Data shown:
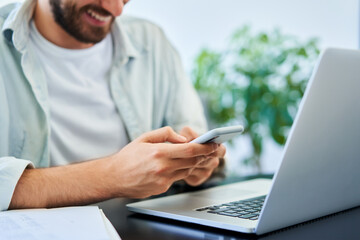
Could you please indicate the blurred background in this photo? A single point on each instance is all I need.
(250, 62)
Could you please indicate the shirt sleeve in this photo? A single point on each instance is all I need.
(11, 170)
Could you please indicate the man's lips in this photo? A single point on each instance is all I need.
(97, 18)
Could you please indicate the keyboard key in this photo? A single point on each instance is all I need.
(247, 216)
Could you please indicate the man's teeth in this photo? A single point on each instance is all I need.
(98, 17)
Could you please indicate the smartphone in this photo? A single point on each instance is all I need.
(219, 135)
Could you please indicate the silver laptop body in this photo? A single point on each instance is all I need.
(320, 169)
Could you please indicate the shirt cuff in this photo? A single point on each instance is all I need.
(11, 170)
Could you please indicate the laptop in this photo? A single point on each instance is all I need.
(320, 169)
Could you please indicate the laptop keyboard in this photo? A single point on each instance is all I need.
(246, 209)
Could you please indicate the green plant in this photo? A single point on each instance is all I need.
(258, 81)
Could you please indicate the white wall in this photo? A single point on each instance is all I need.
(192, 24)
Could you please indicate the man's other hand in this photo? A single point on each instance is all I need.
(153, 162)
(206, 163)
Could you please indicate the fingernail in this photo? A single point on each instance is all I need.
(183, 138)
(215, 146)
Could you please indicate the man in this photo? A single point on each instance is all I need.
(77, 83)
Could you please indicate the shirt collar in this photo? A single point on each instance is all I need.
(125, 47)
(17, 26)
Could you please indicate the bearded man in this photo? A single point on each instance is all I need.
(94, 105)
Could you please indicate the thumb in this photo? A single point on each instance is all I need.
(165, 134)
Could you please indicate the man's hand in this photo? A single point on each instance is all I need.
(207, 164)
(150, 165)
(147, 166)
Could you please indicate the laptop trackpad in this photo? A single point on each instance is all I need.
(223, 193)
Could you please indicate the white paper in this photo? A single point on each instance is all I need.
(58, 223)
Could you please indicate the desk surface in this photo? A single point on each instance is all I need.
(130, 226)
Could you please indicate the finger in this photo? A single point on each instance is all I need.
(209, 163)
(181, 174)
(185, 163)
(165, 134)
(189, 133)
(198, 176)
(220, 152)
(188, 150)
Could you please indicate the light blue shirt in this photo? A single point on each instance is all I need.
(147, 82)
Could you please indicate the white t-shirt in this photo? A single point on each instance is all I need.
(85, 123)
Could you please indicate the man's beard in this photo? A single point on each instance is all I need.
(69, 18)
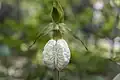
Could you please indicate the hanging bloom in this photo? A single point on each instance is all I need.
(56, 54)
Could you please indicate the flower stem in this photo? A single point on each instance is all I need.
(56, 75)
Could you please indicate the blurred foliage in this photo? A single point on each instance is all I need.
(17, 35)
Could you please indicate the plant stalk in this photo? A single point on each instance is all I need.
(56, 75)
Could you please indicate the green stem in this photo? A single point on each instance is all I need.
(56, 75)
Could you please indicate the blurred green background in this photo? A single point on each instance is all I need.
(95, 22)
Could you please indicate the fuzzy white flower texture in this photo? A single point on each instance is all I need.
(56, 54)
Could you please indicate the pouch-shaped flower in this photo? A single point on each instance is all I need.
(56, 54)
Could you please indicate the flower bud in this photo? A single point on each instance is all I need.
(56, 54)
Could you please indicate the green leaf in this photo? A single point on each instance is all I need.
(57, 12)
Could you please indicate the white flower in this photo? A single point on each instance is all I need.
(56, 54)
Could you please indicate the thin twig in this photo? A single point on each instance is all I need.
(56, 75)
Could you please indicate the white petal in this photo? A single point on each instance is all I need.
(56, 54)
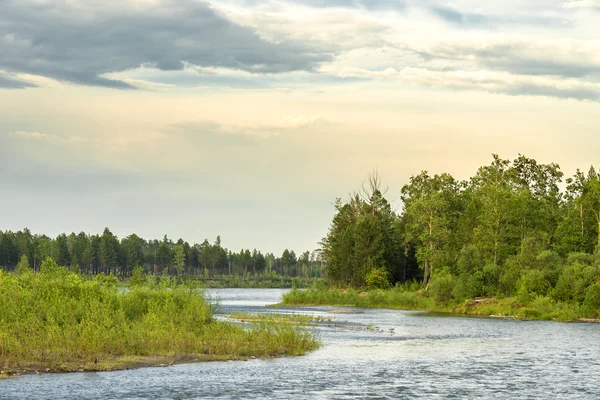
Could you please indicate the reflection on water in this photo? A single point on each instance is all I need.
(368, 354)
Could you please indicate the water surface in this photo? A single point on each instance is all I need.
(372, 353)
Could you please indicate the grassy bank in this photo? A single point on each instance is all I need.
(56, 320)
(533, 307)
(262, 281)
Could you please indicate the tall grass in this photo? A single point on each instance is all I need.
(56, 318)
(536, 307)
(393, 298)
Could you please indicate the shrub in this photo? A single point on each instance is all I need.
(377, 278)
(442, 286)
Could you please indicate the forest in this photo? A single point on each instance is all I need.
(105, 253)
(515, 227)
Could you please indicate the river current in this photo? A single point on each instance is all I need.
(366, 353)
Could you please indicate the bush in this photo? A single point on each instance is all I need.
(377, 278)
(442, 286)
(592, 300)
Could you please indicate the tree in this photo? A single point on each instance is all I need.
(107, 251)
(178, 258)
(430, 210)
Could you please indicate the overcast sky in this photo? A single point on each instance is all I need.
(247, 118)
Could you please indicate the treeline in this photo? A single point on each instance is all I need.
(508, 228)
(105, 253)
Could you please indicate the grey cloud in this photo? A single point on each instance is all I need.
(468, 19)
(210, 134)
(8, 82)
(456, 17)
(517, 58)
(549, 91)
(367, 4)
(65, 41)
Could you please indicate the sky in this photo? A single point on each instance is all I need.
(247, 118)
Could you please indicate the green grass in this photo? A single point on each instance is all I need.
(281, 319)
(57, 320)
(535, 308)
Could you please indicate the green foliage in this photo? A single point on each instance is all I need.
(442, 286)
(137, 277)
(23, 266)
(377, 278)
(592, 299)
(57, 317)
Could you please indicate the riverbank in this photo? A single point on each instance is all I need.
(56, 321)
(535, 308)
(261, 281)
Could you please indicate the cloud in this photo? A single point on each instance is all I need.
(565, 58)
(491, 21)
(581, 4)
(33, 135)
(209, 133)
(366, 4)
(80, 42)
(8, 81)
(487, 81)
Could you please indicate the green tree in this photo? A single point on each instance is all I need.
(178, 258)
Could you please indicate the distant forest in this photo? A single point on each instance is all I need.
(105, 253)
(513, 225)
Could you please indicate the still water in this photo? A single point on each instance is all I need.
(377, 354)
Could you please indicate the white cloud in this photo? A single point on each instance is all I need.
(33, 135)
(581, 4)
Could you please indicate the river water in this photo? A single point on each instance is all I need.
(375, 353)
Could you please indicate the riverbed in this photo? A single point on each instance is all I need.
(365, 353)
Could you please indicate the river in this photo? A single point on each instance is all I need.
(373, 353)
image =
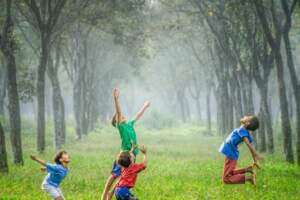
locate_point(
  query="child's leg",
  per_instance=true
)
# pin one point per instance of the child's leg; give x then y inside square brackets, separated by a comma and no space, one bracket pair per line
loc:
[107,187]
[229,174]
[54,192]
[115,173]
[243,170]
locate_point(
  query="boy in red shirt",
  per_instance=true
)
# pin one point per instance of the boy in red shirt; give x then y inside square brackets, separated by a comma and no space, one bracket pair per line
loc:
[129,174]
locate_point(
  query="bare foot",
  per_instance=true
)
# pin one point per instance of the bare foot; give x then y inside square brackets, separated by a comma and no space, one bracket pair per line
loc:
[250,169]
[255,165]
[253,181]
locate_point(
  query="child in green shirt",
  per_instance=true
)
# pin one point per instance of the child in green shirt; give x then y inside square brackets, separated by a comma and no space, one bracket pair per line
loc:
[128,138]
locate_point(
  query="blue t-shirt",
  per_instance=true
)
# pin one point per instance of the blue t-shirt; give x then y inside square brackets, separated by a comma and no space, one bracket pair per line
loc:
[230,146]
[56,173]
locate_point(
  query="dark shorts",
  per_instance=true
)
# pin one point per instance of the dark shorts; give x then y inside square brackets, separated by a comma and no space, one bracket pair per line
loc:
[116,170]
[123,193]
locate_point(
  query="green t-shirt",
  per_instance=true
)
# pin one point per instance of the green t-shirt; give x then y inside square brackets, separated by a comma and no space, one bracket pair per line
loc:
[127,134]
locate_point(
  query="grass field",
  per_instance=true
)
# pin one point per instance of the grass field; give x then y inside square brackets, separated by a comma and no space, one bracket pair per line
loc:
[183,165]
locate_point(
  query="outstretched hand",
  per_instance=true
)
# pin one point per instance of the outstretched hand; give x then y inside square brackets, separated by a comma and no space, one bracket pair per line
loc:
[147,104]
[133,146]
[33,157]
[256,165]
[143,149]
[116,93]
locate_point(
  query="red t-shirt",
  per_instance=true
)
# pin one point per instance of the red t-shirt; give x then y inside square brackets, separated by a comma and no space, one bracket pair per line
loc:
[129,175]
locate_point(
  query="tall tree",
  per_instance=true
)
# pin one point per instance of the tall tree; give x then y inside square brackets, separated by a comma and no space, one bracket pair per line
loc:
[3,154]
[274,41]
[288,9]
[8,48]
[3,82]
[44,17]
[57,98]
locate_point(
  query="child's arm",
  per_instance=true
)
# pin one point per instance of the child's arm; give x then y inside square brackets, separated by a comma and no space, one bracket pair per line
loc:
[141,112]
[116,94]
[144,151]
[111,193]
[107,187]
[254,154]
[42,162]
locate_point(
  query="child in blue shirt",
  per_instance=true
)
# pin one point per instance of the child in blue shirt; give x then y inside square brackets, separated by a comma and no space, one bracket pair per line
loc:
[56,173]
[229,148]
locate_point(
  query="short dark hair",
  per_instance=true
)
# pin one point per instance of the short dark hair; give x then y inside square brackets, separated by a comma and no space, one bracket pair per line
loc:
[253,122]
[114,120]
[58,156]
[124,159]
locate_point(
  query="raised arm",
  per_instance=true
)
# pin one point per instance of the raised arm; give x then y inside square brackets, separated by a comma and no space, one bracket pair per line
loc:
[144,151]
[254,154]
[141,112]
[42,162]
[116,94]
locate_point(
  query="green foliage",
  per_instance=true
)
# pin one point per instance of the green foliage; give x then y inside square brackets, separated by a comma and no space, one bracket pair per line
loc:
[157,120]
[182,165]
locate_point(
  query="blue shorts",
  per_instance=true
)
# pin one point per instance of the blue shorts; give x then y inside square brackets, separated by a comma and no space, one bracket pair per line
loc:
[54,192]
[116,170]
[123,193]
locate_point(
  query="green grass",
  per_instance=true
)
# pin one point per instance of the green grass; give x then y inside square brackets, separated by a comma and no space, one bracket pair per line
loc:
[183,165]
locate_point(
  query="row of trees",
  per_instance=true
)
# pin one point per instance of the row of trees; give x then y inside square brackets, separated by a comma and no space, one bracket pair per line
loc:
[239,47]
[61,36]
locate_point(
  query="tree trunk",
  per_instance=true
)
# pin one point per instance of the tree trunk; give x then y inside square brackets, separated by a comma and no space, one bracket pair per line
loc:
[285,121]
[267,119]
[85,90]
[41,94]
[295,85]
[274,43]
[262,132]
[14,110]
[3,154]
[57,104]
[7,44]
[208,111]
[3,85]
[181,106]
==
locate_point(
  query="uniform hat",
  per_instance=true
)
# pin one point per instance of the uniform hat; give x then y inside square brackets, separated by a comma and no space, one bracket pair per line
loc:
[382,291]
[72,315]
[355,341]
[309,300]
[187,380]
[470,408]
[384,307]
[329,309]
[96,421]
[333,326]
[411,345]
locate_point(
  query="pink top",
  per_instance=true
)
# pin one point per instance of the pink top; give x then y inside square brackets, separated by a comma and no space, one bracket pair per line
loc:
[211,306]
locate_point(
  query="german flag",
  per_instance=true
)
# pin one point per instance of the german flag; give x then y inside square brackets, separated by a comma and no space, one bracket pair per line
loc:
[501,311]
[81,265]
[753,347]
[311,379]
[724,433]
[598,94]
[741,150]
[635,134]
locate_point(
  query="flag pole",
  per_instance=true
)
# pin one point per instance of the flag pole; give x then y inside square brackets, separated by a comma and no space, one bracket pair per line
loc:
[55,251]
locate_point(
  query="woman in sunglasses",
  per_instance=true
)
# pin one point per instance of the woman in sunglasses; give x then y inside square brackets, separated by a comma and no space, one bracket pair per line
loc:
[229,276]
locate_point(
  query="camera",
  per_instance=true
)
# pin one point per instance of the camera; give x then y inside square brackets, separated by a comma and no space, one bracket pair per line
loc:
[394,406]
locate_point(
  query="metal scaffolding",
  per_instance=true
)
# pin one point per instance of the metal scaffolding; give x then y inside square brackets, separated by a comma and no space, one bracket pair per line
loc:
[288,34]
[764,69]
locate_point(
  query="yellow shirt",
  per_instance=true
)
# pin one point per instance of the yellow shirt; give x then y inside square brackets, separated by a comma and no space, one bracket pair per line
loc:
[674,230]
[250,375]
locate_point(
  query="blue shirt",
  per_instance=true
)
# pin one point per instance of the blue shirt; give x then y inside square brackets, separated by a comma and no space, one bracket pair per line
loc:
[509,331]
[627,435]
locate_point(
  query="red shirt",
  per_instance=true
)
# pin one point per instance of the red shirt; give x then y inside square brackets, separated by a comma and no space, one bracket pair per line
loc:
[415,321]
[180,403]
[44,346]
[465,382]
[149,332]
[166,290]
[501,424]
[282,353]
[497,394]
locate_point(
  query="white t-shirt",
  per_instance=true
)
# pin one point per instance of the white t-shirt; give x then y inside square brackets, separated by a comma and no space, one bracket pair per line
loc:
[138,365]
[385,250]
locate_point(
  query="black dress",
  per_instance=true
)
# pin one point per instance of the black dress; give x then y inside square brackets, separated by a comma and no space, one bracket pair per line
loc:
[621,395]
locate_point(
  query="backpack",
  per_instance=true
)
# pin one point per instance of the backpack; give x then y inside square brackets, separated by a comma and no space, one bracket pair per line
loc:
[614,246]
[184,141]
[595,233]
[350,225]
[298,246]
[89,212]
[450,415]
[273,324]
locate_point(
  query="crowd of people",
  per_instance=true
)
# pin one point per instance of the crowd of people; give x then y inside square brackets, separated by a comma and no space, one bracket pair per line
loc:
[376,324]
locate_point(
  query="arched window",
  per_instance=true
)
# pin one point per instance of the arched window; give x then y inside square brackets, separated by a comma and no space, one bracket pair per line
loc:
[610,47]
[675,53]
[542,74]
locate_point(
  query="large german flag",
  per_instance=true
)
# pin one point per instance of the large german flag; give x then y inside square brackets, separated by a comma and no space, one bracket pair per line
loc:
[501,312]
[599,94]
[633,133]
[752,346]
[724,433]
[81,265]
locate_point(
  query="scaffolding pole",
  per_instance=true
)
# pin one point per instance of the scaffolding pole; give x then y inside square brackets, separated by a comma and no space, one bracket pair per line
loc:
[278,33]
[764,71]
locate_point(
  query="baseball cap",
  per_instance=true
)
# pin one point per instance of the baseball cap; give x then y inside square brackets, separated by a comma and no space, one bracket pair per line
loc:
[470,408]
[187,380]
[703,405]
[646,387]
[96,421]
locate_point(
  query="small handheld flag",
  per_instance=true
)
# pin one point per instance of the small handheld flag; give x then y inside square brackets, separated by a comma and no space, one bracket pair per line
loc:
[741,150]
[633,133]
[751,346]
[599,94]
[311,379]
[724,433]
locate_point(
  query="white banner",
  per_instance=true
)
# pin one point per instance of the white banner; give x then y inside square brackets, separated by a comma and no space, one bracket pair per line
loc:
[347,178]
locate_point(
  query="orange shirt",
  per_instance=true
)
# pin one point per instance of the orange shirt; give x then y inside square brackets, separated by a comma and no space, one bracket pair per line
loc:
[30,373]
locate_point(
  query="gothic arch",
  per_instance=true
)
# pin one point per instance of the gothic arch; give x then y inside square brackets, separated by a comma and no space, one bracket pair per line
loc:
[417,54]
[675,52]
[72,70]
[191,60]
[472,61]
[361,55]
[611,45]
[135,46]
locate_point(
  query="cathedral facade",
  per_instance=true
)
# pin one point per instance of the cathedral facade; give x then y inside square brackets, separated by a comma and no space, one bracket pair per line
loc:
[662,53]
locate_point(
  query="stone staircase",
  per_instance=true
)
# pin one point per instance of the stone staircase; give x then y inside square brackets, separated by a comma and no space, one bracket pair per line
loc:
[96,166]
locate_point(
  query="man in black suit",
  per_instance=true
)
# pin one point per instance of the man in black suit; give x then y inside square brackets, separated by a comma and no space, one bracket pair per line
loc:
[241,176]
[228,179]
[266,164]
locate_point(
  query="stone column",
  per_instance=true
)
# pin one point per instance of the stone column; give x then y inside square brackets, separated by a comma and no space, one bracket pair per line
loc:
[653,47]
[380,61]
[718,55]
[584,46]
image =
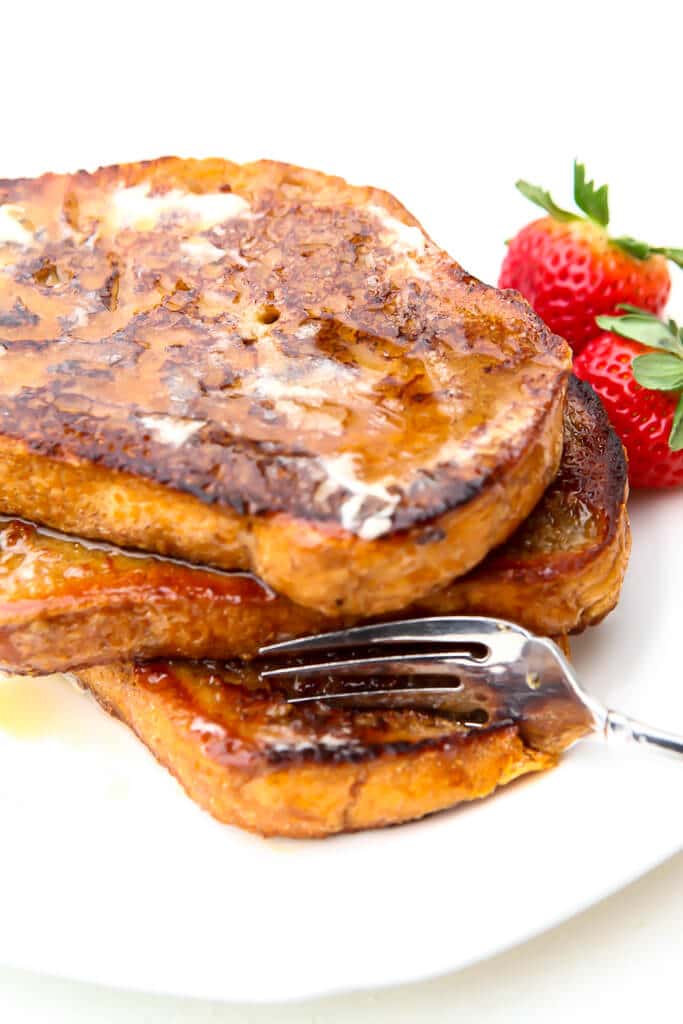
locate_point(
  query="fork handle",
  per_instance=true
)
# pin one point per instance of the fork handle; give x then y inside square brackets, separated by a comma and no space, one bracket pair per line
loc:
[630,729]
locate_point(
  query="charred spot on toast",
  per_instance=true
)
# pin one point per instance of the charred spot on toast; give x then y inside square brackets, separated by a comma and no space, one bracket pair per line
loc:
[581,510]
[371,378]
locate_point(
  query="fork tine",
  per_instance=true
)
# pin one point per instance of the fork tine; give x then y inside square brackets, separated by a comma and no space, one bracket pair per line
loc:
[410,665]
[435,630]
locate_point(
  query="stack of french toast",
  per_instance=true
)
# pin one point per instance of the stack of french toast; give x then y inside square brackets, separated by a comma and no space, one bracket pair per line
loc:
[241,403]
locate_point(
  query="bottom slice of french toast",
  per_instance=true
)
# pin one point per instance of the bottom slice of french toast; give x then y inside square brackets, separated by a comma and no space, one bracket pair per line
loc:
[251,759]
---
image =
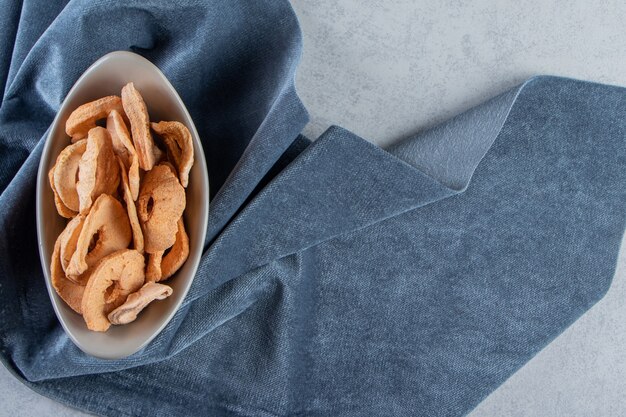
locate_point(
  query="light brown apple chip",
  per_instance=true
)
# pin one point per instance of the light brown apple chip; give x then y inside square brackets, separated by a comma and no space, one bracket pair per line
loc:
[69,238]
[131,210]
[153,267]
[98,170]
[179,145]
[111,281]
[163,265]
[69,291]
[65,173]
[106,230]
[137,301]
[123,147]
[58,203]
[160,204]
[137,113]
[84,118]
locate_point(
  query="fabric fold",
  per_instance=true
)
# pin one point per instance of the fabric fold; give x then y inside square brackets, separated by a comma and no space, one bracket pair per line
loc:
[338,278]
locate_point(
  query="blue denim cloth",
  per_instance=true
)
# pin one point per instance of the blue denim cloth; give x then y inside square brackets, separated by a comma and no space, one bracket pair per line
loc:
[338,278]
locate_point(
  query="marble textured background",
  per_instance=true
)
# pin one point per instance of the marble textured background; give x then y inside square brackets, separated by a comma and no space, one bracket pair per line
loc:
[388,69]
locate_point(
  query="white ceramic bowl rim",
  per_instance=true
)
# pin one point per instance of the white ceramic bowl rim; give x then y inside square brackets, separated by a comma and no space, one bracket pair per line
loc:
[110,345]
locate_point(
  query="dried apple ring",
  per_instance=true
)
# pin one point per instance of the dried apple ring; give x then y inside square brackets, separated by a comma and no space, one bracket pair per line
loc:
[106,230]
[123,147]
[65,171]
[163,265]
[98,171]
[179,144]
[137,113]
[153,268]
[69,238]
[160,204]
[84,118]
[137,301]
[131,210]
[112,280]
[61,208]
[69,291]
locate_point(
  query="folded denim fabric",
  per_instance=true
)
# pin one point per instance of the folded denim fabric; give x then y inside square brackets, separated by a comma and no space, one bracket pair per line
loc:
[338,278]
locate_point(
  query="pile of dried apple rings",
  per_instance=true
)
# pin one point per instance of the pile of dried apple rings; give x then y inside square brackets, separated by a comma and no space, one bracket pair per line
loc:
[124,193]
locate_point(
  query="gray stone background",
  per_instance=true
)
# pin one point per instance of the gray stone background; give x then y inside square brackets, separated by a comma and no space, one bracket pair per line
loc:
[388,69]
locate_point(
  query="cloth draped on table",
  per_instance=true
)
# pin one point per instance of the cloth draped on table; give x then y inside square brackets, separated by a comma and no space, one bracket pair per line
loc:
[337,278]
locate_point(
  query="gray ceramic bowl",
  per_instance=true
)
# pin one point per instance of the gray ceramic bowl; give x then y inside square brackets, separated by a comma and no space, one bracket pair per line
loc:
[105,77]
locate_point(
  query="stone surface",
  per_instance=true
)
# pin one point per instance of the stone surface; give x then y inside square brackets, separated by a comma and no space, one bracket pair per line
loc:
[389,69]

Exercise directions: Go through the listing above and copy each line that contains "black".

Exercise output:
  query="black dress",
# pin one point per instance of the black dress; give x then y inside square brackets, separated by a comma and no space, one bracket pair per line
  query="man in black suit",
# pin one point per instance of the man in black suit; give x then y inside square brackets, separated by a comma and no space, one bracket pair per line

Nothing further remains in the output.